**Input material**

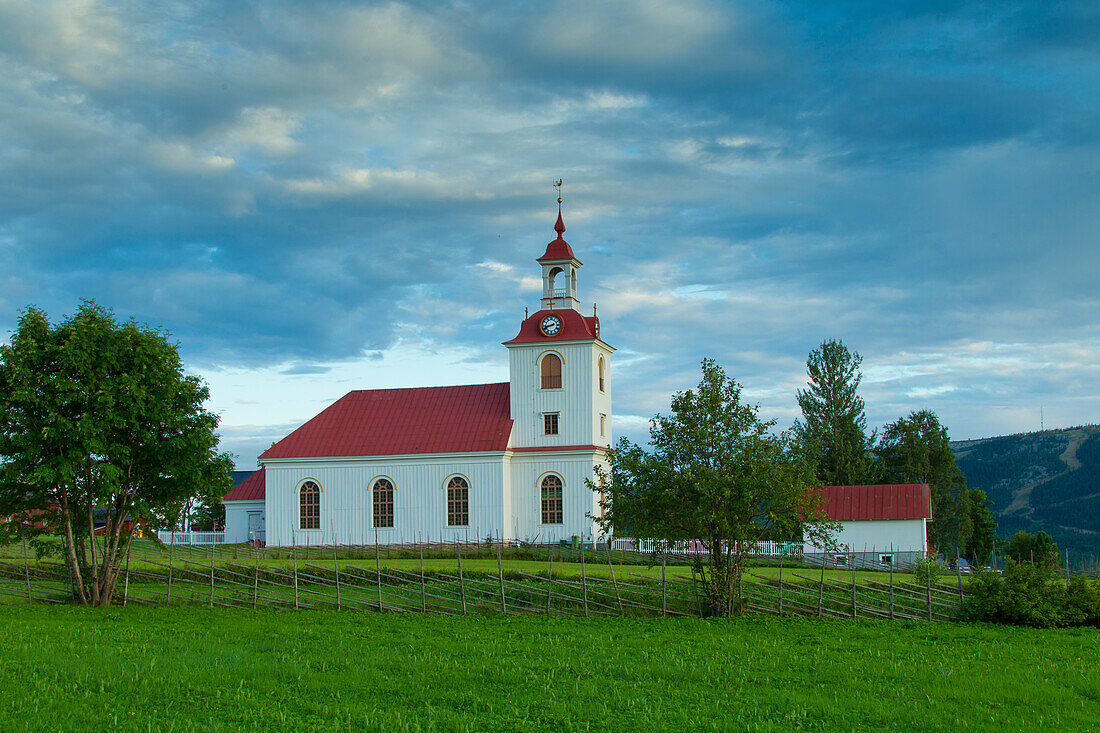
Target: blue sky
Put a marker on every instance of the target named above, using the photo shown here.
(316, 197)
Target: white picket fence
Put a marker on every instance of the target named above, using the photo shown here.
(761, 549)
(169, 537)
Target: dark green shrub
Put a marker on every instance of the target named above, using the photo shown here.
(1030, 595)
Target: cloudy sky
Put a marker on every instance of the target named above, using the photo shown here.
(316, 197)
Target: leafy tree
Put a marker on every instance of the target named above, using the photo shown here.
(1038, 549)
(979, 545)
(100, 427)
(717, 474)
(915, 449)
(834, 423)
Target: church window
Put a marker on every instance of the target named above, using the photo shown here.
(309, 506)
(551, 372)
(551, 500)
(458, 502)
(383, 503)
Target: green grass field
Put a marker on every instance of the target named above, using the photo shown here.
(193, 668)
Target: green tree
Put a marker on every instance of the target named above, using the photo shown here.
(834, 423)
(915, 449)
(99, 425)
(979, 546)
(1038, 549)
(717, 474)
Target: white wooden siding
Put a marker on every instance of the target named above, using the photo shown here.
(579, 402)
(881, 535)
(419, 499)
(237, 520)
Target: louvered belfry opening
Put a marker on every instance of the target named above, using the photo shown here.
(551, 372)
(458, 502)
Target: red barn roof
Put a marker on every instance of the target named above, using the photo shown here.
(405, 422)
(894, 501)
(573, 327)
(252, 489)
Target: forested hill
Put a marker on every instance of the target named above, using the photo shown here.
(1048, 481)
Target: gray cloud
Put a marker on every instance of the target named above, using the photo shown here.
(292, 184)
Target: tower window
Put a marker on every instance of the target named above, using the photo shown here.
(551, 372)
(458, 502)
(383, 503)
(551, 500)
(309, 506)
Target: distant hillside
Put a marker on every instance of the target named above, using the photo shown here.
(1048, 481)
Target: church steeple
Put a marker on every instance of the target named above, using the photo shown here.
(559, 270)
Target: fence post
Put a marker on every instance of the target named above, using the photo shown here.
(584, 581)
(336, 567)
(821, 586)
(780, 581)
(499, 572)
(377, 568)
(891, 587)
(614, 582)
(855, 609)
(928, 591)
(550, 579)
(26, 572)
(171, 548)
(211, 569)
(462, 584)
(958, 577)
(255, 569)
(424, 601)
(664, 587)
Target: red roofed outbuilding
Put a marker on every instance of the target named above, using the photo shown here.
(880, 524)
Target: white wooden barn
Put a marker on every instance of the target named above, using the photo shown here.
(880, 524)
(453, 462)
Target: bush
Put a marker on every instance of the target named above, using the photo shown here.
(926, 570)
(1029, 595)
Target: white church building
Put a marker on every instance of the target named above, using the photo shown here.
(510, 460)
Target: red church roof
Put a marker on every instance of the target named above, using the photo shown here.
(404, 422)
(252, 489)
(559, 249)
(573, 327)
(897, 501)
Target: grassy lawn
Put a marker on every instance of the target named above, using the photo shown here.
(193, 668)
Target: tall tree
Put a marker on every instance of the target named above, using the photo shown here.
(100, 427)
(915, 449)
(717, 474)
(834, 423)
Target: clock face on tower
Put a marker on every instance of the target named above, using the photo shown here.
(550, 326)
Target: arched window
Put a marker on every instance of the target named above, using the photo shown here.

**Exercise**
Please quote every one of the items above word for word, leaving the pictures out of your answer.

**Expected output**
Target: blue sky
Put a marker on every instance of the target named above, using the photo shown here.
(316, 197)
Target: white picket fence
Put a marker on every instance of the target named above, using the photo shown here.
(761, 549)
(169, 537)
Target: dark green shrub
Put a marker on every instance of the target named above, using the photo shown here.
(1030, 595)
Target: cloudy sky
Put a marker on every instance of the target named above, using the photo shown here.
(316, 197)
Target: leafy tree
Put a marker on every instance of the target named above, using the photo shown here.
(1038, 549)
(979, 545)
(100, 427)
(717, 474)
(915, 449)
(834, 423)
Target: church window
Put a marker on every instance of the target named above, using the photo shown here.
(309, 506)
(551, 372)
(551, 500)
(458, 502)
(383, 503)
Target: green grass field
Put a marker on every instance of the target named above, using the photo shown here.
(193, 668)
Target: green tree
Put a marker on every instance of the target named above, using the photo shown here.
(834, 423)
(915, 449)
(99, 425)
(979, 546)
(1038, 549)
(717, 474)
Target: white wooden siding
Put a marker on every instance of the target named above, using the photo shown here.
(579, 402)
(881, 535)
(419, 499)
(237, 520)
Target: louvered belfry opening
Put a marker on every instance of the target named above, using the photo shown here.
(551, 372)
(458, 502)
Target: red barn roof
Put a marker on every instance of the target named above, using the photo shown here.
(405, 422)
(894, 501)
(573, 327)
(252, 489)
Target: forested hill
Put a marker on every instance of the target named above, using the photo shown here.
(1048, 481)
Target: gray cloud
Put a marker on every instance of the target named above, using the photo shown here.
(292, 184)
Target: tower window
Put a marker on every instance of the target named above, using the photo shown here.
(551, 372)
(458, 502)
(383, 503)
(551, 500)
(309, 506)
Target: distant hillside
Put a marker on every instance of the target named above, using the photo shown here.
(1048, 481)
Target: church steeple
Put a marker on every instance of the target named above, using the photo shown here.
(559, 270)
Target: fence post
Put a marker on every instance of the target named above, using the photo shown here.
(584, 581)
(336, 567)
(821, 586)
(780, 581)
(499, 572)
(377, 568)
(891, 587)
(614, 582)
(855, 609)
(928, 591)
(550, 579)
(26, 572)
(171, 548)
(211, 569)
(462, 584)
(958, 577)
(255, 569)
(424, 601)
(664, 587)
Target: red roofed outbuilding
Put a marker on every instance of the target named above, using the photo shown here.
(880, 524)
Target: white wooden barn
Put a marker on every instance of the target named above, using the photo shown here.
(880, 524)
(453, 462)
Target: bush
Put a marker on every instance of the target named above, using the photo shown here.
(926, 570)
(1029, 595)
Target: white church building
Put a marker on every instance of the target named above, using the photo shown here.
(510, 460)
Target: red church roof
Put a marker on every instance of the target named above, using the photo shown here.
(404, 422)
(252, 489)
(559, 249)
(573, 327)
(897, 501)
Target: grassy lawn
Put a marker on every instance of the target named above, using the photo shown here.
(193, 668)
Target: tall tree
Put a marker on every instance of the target named above, using the photo shown here.
(100, 427)
(915, 449)
(717, 474)
(834, 423)
Target: clock face on tower
Put a marker on every instance of the target named above, using the photo shown here.
(550, 326)
Target: arched window
Put a marker on every instance of the target named above, using the photo shown here.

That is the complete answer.